What is asked.
Count the lines in the items below that contain the word "wooden", with uppercase and lowercase treated as different. Give only the number.

Given records.
((
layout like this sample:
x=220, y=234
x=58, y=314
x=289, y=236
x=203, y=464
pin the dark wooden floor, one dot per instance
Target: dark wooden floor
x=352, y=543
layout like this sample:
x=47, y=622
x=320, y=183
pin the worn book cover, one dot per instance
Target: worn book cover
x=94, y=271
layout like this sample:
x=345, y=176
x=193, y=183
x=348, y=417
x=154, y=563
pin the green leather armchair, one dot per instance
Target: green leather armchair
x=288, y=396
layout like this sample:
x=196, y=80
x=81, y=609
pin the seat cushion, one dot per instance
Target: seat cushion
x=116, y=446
))
((
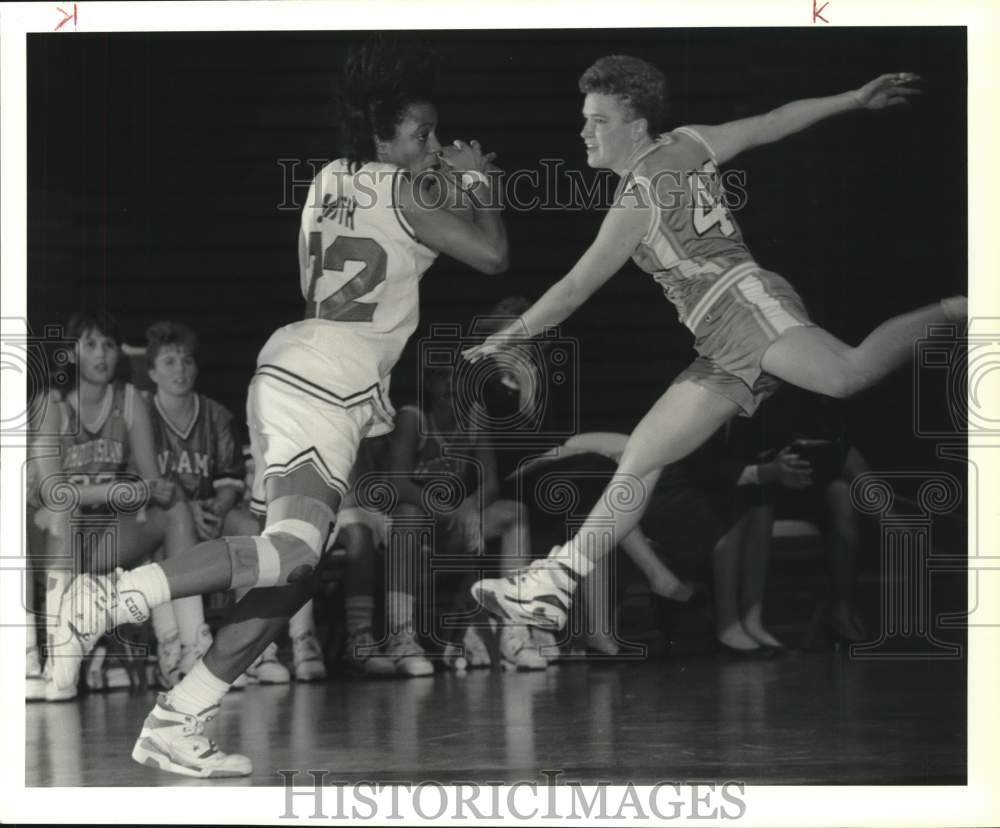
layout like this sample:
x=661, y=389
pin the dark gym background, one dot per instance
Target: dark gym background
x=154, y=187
))
Response below.
2